• AIM OF THE TASK
Please write out the records below again with every "photograph" switched to "image" and nothing else changed. Leave the pictures out.

• ROWS
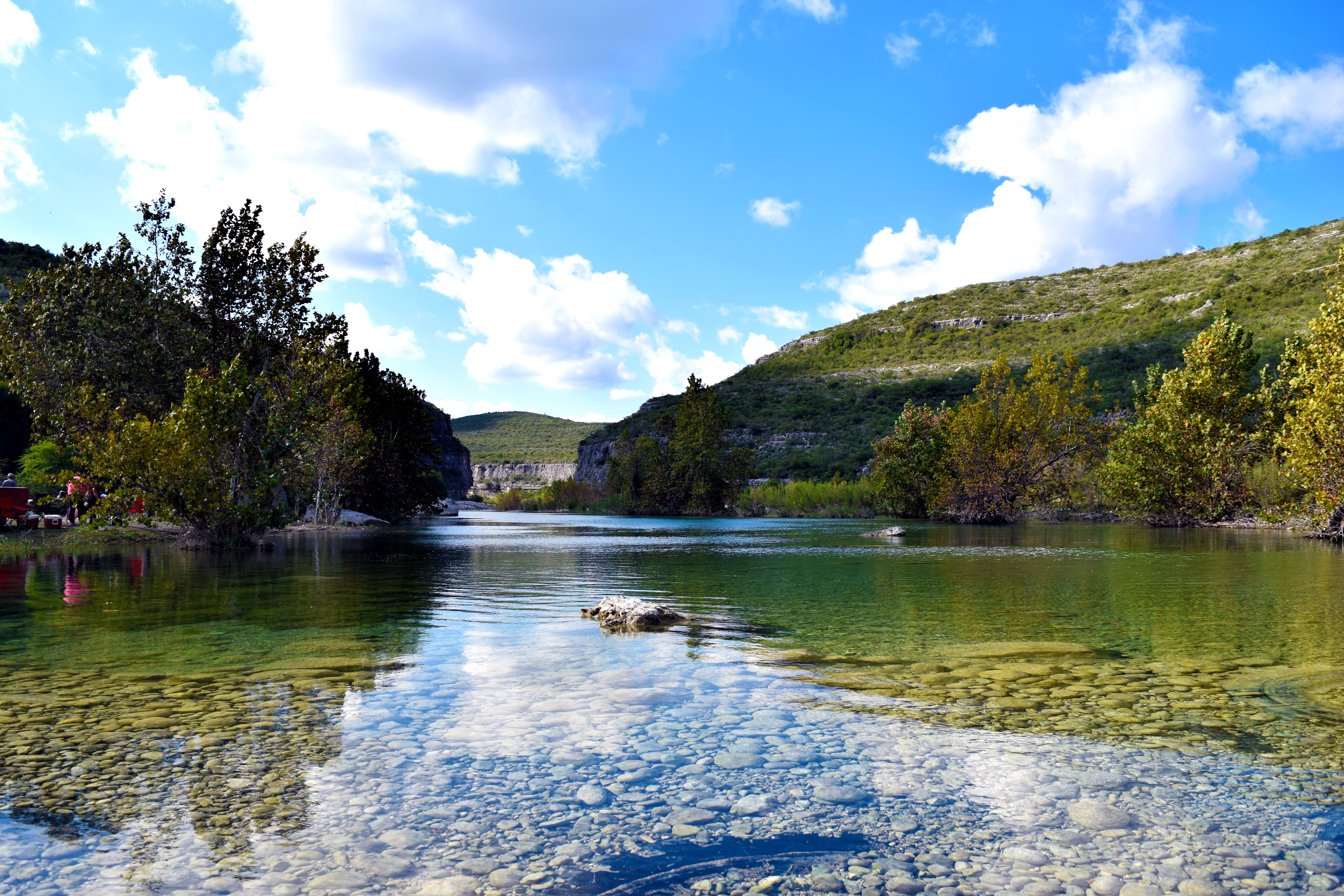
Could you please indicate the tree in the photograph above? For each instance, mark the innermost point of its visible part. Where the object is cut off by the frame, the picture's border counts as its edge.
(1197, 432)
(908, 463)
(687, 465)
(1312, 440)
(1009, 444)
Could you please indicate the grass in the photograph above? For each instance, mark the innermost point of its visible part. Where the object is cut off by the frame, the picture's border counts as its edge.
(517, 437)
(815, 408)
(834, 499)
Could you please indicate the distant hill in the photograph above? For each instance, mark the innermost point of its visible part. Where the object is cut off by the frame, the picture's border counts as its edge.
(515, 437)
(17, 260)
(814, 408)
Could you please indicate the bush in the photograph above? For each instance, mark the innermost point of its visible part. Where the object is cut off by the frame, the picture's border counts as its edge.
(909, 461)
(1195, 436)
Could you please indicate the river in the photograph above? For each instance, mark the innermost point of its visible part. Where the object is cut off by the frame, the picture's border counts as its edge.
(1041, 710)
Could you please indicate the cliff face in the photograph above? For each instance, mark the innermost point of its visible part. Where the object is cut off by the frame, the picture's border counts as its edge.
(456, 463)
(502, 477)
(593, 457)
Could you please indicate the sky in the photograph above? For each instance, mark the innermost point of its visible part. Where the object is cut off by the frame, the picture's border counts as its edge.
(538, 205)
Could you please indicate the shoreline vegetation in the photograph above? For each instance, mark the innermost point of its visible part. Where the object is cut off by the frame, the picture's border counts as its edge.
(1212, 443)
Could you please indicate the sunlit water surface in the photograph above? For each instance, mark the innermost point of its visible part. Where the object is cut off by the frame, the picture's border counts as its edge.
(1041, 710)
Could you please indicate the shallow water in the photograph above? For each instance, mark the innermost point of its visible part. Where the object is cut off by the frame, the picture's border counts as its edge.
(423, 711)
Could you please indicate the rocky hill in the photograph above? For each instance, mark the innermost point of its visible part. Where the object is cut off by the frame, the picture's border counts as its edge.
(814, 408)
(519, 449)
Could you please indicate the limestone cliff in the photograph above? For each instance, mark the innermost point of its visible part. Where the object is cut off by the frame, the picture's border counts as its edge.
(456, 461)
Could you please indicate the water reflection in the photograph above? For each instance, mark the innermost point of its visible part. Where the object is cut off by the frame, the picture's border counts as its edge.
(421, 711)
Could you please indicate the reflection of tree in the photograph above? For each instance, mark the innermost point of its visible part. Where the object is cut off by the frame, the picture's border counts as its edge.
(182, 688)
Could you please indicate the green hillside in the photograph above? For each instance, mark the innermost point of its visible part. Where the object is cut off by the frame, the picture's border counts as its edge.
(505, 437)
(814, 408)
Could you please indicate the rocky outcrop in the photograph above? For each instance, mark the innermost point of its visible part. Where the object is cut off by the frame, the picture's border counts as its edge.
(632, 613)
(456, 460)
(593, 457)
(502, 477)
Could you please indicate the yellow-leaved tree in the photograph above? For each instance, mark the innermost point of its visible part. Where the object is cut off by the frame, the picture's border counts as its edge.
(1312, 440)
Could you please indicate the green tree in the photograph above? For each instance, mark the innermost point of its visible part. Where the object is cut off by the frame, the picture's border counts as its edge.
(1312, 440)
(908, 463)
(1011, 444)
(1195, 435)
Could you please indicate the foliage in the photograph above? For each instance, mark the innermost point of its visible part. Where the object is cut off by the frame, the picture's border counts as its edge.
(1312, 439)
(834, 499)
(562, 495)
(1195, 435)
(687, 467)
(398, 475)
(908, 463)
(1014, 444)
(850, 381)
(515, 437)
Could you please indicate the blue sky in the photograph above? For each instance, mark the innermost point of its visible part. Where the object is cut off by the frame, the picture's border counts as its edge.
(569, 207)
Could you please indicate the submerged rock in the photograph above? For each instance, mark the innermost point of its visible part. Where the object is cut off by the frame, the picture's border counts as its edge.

• TASK ANSWER
Could you please indicate the tree in the image above? For each instance, mark the innermost point of its visible part. Where the object is cut off by the frame, the picture's border counts as its edge.
(1197, 432)
(908, 463)
(687, 465)
(1312, 440)
(1009, 444)
Could you please indicate the grass in the image above? For each instance, mark the innermost point of its visible part. Where the object is cut off by the frame, the picture's border counts as its edge.
(517, 437)
(815, 408)
(834, 499)
Could you please indicate the distant hill in the image above? For each instance, mark the innermost point of its visible part. Where the object is cut off by the frame, the picture's border counts as its edge.
(515, 437)
(17, 260)
(814, 408)
Could you please indicate the bush in the image above? For each instance, mark the innermost point of its visible part. Where the object is cut off by the frame, the picture's border counts as its edge.
(909, 461)
(1195, 436)
Could you please indicate the river in the image above? For each instance, mark the innermost point of its visible part. Where the object is cut off by the frame, the picture's border counts as its edge.
(1041, 710)
Could you please indicate the cliff face in the image above? For each instance, mark the innermost point of its visible part. Where the object is cut off by the frame, the picture's border counts as its edge.
(456, 463)
(502, 477)
(593, 457)
Could you please indicate the sky in the image above? For each instance, mark the innermost point of its visible part. Where the object is cut off by the frame, the picture's border counts as its edge.
(538, 205)
Could you please indicate the shoreline vegetation in the image above? For each instance, mark the innermost point of its visible part. Where the object is cut off by the frame, the picture's border counts as its edge.
(1212, 443)
Could you please indicate the sunlit water surface in the image above? For each instance, mark the innermost point of its visible part. Where the object is cut off by the frame, the picture's border counts as its edge.
(1041, 710)
Could you please indicate the shallow water in the image above? For each instance, mark the innermost point of its visible part. Where the object is cut off by the frame, the picture's border counts as its edge.
(423, 711)
Could you please indicate the rocky hill in the image above? For each instance, mark the innermost point of its visible part. Where the object is cut off by the frame, the picture's border counts as its edge.
(814, 408)
(519, 449)
Could you please indicate the limestone cliff in the image above? For each instance, mark the innermost point of its visible part. Where the object is cut off by the frame, the picture's border counts as its edge.
(456, 461)
Could you please indicate the water reflection in the image above? For each instance, mark the innermost point of its visible part. Where the object is cut off by the frame, the picture's border counts as its edge.
(421, 711)
Could you please indicate the reflection of tree in the image above? For each instance, mark the innermost point of its visible part. Where the object is cut off by the frame, the picture's border counts as its edge.
(182, 688)
Could you please indicate the green hillside in the image above? For each instance, mark the innermost point of its visible part. Where the object is cut off by the frame, the picture's border counts as its edge.
(505, 437)
(814, 408)
Could you please indicate the rocky outcrop in the image above? For each instance, mark the innermost point of its visible part. Where the object is cut off by the frame, the picture's border counts as its edge.
(632, 613)
(456, 460)
(593, 457)
(502, 477)
Could you please indicate the yellow-leaved tree in the image above? For each instance, mark the innermost point of its visible part. Where the object is cut off by the frame, the picture's border counts as its edge.
(1312, 440)
Could you please indicate the green tree in the image above? For each instance, mark the innermost point of its visible part. Where the object is cut off by the frame, the picture's border counts as its edge.
(1312, 440)
(908, 463)
(1011, 444)
(1195, 435)
Could you please indicate the foliage in the image above? For each instance, mark the innermost point of its visible part. Where the object is cut off by the frame, the picture's border counts as its edge.
(1312, 439)
(834, 499)
(562, 495)
(1195, 435)
(687, 467)
(398, 475)
(908, 463)
(1014, 444)
(850, 381)
(515, 437)
Could you please indicate the blue sky in the image above? For each instance, mark the innermost point of its visible part. Where the object is cut off by the frame, the picture's border counts as its edge.
(569, 207)
Could you please indicate the submerged rock in the image above? For each instance, mark the innermost point of its visible part. Where the object is cut off by the frame, the picture's border counts as its edge.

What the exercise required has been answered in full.